Set down again, word for word, the stretch of the records below that runs from the line containing "Question. Indicate each instance of the spray" through the end of the records.
++++++++
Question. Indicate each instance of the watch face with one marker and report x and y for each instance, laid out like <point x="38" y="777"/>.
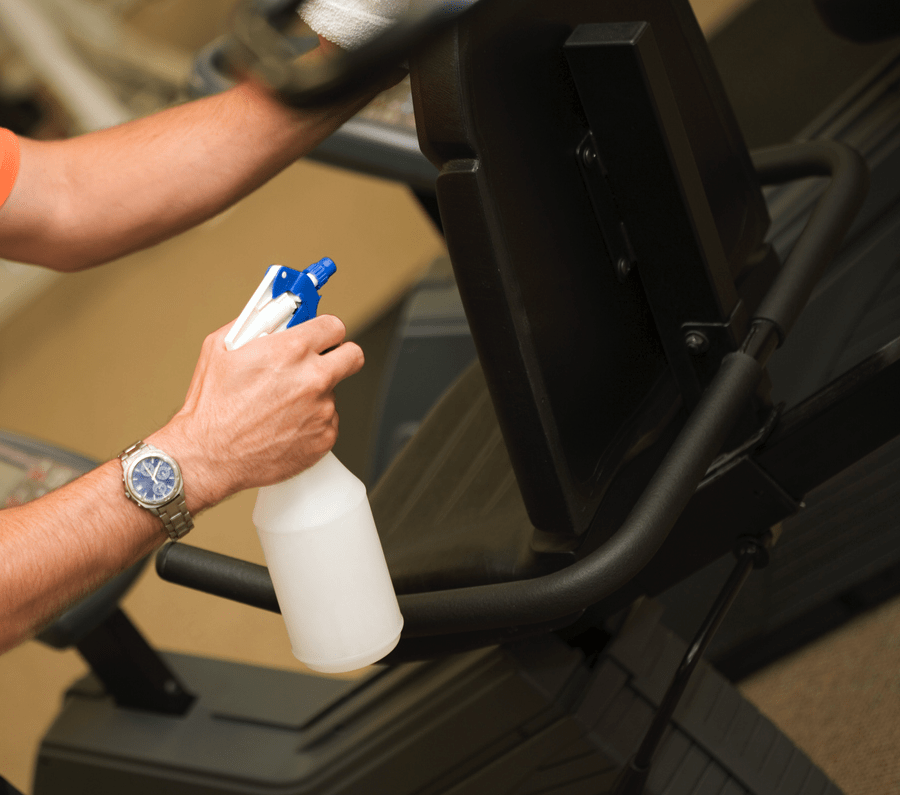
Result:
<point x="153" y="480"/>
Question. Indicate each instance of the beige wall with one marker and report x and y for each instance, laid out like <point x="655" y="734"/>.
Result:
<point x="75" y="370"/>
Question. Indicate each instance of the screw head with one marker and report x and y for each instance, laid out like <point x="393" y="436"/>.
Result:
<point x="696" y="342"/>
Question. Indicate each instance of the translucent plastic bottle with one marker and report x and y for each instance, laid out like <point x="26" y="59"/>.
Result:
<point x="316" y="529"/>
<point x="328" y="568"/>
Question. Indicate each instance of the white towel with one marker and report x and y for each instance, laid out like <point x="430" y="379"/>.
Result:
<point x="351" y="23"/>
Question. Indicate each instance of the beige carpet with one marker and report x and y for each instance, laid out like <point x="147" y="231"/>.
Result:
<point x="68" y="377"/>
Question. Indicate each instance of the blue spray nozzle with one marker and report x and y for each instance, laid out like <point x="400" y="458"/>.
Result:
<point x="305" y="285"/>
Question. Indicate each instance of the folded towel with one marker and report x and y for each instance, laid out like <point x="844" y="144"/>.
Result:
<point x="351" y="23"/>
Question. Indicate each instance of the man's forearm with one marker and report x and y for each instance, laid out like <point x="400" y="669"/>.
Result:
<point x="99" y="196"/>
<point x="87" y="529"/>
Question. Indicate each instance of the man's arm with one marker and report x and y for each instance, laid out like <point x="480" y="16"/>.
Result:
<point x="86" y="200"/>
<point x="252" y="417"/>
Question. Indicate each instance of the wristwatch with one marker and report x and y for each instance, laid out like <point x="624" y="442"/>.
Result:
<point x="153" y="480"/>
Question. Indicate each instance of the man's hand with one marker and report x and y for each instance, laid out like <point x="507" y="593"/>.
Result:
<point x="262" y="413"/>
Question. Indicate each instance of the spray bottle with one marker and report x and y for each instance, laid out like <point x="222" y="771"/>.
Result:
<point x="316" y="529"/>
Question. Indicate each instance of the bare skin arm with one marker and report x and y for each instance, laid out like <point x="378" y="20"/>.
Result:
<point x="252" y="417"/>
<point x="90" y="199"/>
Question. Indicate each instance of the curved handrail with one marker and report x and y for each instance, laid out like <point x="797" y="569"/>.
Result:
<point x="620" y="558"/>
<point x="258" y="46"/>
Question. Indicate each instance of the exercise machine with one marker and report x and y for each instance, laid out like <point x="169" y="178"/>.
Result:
++++++++
» Exercise answer
Question. Indicate each instance of the spray bottle with one marker and report x and y for each instance, laid out like <point x="222" y="771"/>.
Result:
<point x="316" y="529"/>
Question. Indicate each instance of the bare skin arm with one marker and report x and y for each instance, laid out like <point x="378" y="20"/>.
Result:
<point x="252" y="417"/>
<point x="90" y="199"/>
Question. Indicate each instance of the curved handrail with one marker and report x and y for each instance, laid out like <point x="797" y="569"/>.
Result:
<point x="620" y="558"/>
<point x="258" y="46"/>
Question. Indicate each instance of the exercise machine with one marker and report x and y for each instance, laid out like <point x="169" y="178"/>.
Result:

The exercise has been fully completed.